List of tasks:
**A)** Reproduce the stretch of the immigration appeals decision from "Warrant: Act of" through "1917 — No passport.", word for word.
**B)** Write the next part of the immigration appeals decision, picking up after its last sentence.

In the Matter of M

Board of Immigration AppealsSep 14, 1944
2 I&N Dec. 196 (B.I.A. 1944)

A-2291199 (56090/95)

Decided by the Board September 14, 1944.

Crime Involving Moral Turpitude — Violation of section 338a (b), of title 18, U.S.C.

Sending a threatening letter through the mail in violation of section 338a (b), title 18, U.S.C., does not necessarily involve moral turpitude.

CHARGES:

Warrant: Act of 1924 — Immigrant without immigration visa.

Act of 1917 — Entered without inspection.

Passport Act of May 22, 1918 and act of 1917 — No passport.

Lodged: Act of 1917 — Convicted of crime prior to entry, to wit: Violation of section 338a (b), title 18, U.S.C.; sending a threatening letter through the mail.

BEFORE THE BOARD


Discussion: The Presiding Inspector, after hearing under the warrant of arrest, finds that the respondent is subject to deportation and recommends that he be deported to Mexico. The District Director recommends that deportation be suspended and the Central Office of the Immigration and Naturalization Service concurs in that recommendation.

The respondent is an alien, a native and citizen of Mexico. He is 50 years of age and married.

The respondent first entered the United States at Nogales, Ariz., in December 1915. He departed to Mexico about July 15, 1941, to escape sentence in this country and with the intention of remaining in Mexico. He was not inspected at the time of his first entry.

The respondent last entered the United States, without inspection, at Calexico, Calif., on September 10, 1941, for the purpose of attending Federal Court in Phoenix, Ariz., and also to resume his residence with his family in this country. At the time of his last entry, he was not in possession of an unexpired immigration visa and an unexpired passport or an official document in the nature of a passport or other travel document showing his origin and identity.

On May 15, 1941, the respondent was convicted in the United States District Court for the District of Arizona of "violation of title 18, section 338 (b) U.S.C., sending threatening letter through the mails." Sentence was suspended for a period of 2 years and the respondent was placed on probation during that period.

Data:
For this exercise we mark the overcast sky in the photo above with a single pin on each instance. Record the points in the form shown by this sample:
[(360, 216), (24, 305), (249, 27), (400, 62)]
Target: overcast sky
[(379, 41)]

Response list:
**A)**
Warrant: Act of 1924 — Immigrant without immigration visa.

Act of 1917 — Entered without inspection.

Passport Act of May 22, 1918 and act of 1917 — No passport.

**B)**
The letter was addressed to one R---- G---- and states:

You have been elected president. I am not very willing that a good-for-nothing like you, Americanized, Gringo-ized, and thief, should order us, because of this I warn you that if you want to live a little longer making fools of our countrymen, and making money out of them by means of crooked work, you had better not come to meetings. If you want to complain to authorities, we shall see who is more of a man. If you want to, bring your little pistol — and tell this to your lover S----.

While the record of conviction states that he was convicted of "violation of title 18, section 338 (b), U.S.C.; sending threatening letter through the mails" a comparison of the indictment and record of conviction with title 18, section 338 of the said Code discloses that he was convicted of violation of section 338a (b) which reads as follows:

Whoever shall knowingly deposit or cause to be deposited in any post office or station thereof, or in any authorized depository for mail matter, to be sent or delivered by the Post Office Establishment of the United States, or shall knowingly cause to be delivered by the Post Office Establishment of the United States according to the direction thereon, any written or printed letter or other communication with or without a name or designating mark subscribed thereto, addressed to any other person and containing any threat to kidnap any person or any threat to injure the person of the addressee or of another shall be fined not more than $1,000, or imprisoned not more than five years, or both.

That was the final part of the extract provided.